Exercise brief:
Without including any pictures, give back all of the data exactly.
- Opening Delimiter -
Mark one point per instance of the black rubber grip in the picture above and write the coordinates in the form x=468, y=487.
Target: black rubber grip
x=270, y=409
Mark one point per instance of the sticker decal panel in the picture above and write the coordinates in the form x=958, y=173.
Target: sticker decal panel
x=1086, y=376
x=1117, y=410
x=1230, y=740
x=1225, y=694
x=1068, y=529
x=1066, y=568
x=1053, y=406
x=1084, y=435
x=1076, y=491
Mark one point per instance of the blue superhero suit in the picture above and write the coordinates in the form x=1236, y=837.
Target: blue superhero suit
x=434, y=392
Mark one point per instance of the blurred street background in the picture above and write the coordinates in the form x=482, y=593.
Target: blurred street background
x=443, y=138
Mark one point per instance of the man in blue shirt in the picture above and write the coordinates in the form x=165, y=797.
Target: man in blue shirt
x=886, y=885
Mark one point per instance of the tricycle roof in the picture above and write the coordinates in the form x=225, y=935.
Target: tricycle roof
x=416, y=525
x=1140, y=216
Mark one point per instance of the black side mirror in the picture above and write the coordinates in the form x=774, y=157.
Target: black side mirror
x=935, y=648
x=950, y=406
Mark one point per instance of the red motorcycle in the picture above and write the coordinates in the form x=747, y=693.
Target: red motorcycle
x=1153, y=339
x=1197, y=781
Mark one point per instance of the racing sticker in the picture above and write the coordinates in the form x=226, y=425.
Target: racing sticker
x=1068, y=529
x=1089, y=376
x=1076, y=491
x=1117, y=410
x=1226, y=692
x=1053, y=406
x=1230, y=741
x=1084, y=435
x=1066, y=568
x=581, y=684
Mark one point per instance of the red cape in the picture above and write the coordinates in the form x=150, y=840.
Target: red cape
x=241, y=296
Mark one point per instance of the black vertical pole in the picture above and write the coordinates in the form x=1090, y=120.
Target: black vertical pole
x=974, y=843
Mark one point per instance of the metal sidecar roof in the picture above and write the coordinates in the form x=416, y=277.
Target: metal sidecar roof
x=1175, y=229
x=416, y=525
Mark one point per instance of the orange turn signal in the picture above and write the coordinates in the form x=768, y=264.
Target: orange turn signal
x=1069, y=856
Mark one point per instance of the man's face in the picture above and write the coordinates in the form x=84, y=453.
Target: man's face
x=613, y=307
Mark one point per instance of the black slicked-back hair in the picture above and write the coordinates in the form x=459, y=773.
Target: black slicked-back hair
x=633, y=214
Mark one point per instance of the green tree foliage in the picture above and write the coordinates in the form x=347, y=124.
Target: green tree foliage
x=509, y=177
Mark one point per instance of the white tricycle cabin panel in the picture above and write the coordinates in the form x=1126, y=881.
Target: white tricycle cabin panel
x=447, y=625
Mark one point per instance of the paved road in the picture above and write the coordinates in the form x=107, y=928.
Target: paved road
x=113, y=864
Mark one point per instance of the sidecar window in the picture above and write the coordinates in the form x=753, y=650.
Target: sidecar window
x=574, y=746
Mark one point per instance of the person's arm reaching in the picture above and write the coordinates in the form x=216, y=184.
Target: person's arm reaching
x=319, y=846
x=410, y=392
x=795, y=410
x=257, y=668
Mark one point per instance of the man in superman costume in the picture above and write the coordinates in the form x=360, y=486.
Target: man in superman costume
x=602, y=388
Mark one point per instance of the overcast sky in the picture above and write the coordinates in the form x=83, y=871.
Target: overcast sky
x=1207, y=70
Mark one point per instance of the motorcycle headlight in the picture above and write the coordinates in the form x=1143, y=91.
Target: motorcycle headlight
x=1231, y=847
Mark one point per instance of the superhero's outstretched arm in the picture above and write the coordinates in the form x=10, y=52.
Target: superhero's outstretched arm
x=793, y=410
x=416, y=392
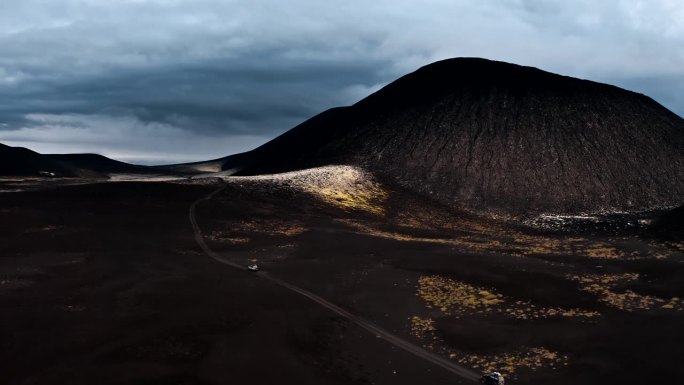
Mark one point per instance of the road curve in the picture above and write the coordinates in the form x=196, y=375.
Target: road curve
x=393, y=339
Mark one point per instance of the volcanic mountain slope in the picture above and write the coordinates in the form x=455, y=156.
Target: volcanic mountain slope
x=497, y=137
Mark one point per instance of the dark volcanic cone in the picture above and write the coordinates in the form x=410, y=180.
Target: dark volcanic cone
x=497, y=137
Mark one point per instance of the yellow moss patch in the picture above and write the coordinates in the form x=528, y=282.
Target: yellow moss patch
x=458, y=298
x=420, y=327
x=508, y=363
x=449, y=295
x=604, y=285
x=604, y=251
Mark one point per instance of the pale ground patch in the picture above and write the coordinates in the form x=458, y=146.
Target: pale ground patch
x=346, y=187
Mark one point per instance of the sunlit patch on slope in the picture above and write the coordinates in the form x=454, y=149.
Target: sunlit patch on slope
x=346, y=187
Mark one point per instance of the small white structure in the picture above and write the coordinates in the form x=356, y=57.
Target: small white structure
x=493, y=378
- Closing Delimiter -
Task output:
Mark one point per instance of the black rubber grip in the picture above and write the coordinates in the form x=468, y=487.
Target: black rubber grip
x=270, y=409
Mark one point per instance of the sticker decal panel in the picture above and write the coordinates in the form x=958, y=173.
Target: sticker decal panel
x=1086, y=376
x=1117, y=410
x=1230, y=740
x=1225, y=694
x=1068, y=529
x=1066, y=568
x=1053, y=406
x=1084, y=435
x=1076, y=491
Mark one point per instance of the blue superhero suit in the picture above and write the coordinates in the form x=1236, y=837.
Target: blue superhero suit
x=434, y=392
Mark one point per instance of the blurred street background in the picture above and write the coordinates in the form x=482, y=593.
Target: blurred street background
x=443, y=138
Mark one point per instance of the man in blue shirt in the picture above and write the coordinates in the form x=165, y=797.
Target: man in blue shirt
x=886, y=885
Mark one point per instance of the tricycle roof in the picture above and write the coordinates in the form x=225, y=935.
Target: tricycle roof
x=416, y=525
x=1140, y=216
Mark one point per instance of the black side mirror in the picture above and write the coordinates in the form x=774, y=157.
Target: black side mirror
x=935, y=648
x=950, y=406
Mark one point per instance of the red motorcycle in the picture above and write the coordinates in the form x=747, y=693.
Target: red motorcycle
x=1153, y=339
x=1197, y=781
Mark one point per instance of the racing sticker in the picture above and write the coordinates in the form x=226, y=425.
Target: racing sticker
x=1068, y=529
x=1089, y=376
x=1076, y=491
x=1117, y=410
x=1226, y=692
x=1053, y=406
x=1230, y=741
x=1084, y=435
x=1066, y=568
x=581, y=684
Mark one point per instance of the red cape in the picture above and write the coordinates in the form x=150, y=840.
Target: red cape
x=241, y=296
Mark one point per instance of the black vertical pole in the picture above and write the coordinates in the form x=1090, y=120.
Target: black vertical pole
x=974, y=843
Mark one point per instance of the metal sidecar roof in the picture above and write the coordinates in the form x=416, y=277.
Target: metal sidecar roof
x=1175, y=229
x=416, y=525
Mark one point per instance of the orange turn signal in the picture above and write the coordinates in the form x=768, y=264.
Target: orange turn signal
x=1069, y=856
Mark one point per instance of the man's face in the picture above and write the coordinates in the form x=84, y=453.
Target: man's face
x=613, y=307
Mark one point per instance of the black slicked-back hair in the picture above and write the coordinates in the form x=459, y=773.
Target: black slicked-back hair
x=633, y=214
Mark one point per instance of the green tree foliage in the picture above and write the coordinates in the form x=347, y=124.
Target: green tree foliage
x=509, y=177
Mark one point per instance of the white tricycle cabin panel in the picture above and write the coordinates in the form x=1126, y=881.
Target: white tricycle cabin panel
x=447, y=625
Mark one point per instance of the paved road in the picture above and write the coordinates in the form x=107, y=928.
Target: paved road
x=113, y=864
Mark one point per instance of the sidecar window in the picture above and write the coordinates in the form x=753, y=650.
Target: sidecar window
x=574, y=746
Mark one point per instance of the person's arm reaching in the picture above and write the coordinates in the form x=216, y=184.
Target: person's arm reaching
x=319, y=846
x=410, y=392
x=795, y=410
x=257, y=668
Mark one point per instance of the man in superman costume in the picture above and write the coordinates in the form x=360, y=486.
Target: man in superman costume
x=602, y=388
Mark one point per instance of the overcast sky in the picture above and write the coordinates in the form x=83, y=871.
Target: overcast sky
x=1207, y=70
Mark one point per instance of the motorcycle headlight in the picture above and write the coordinates in the form x=1143, y=91.
Target: motorcycle headlight
x=1231, y=847
Mark one point per instance of the superhero's outstretched arm in the picture above and write the coordinates in the form x=10, y=52.
Target: superhero's outstretched arm
x=793, y=410
x=416, y=392
Mark one point per instance of the road curve in the picture above and write the coordinates in the form x=196, y=375.
Target: road curve
x=393, y=339
Mark one point per instance of the volcanic mountain slope in the picture above and write the coordinates in the form x=455, y=156.
Target: volcanic mountain slope
x=497, y=137
Mark one point per instance of the dark volcanic cone in the picture above and write the coordinates in the form x=410, y=180.
Target: dark volcanic cone
x=497, y=137
Mark one point per instance of the yellow moss patch in the picture above and write the coordinates in the form x=528, y=282.
Target: yellow moss patch
x=458, y=298
x=420, y=327
x=508, y=363
x=449, y=295
x=604, y=285
x=604, y=251
Mark one point per instance of the pale ground patch in the picture above and write the coordinates in the form x=458, y=146.
Target: pale ground patch
x=346, y=187
Mark one point per instance of the sunlit patch on slope in the picture above and write the coordinates in the form x=454, y=149.
Target: sunlit patch on slope
x=346, y=187
Mark one point per instance of the small white structure in the picture above and write the coordinates in the form x=356, y=57.
Target: small white structure
x=493, y=378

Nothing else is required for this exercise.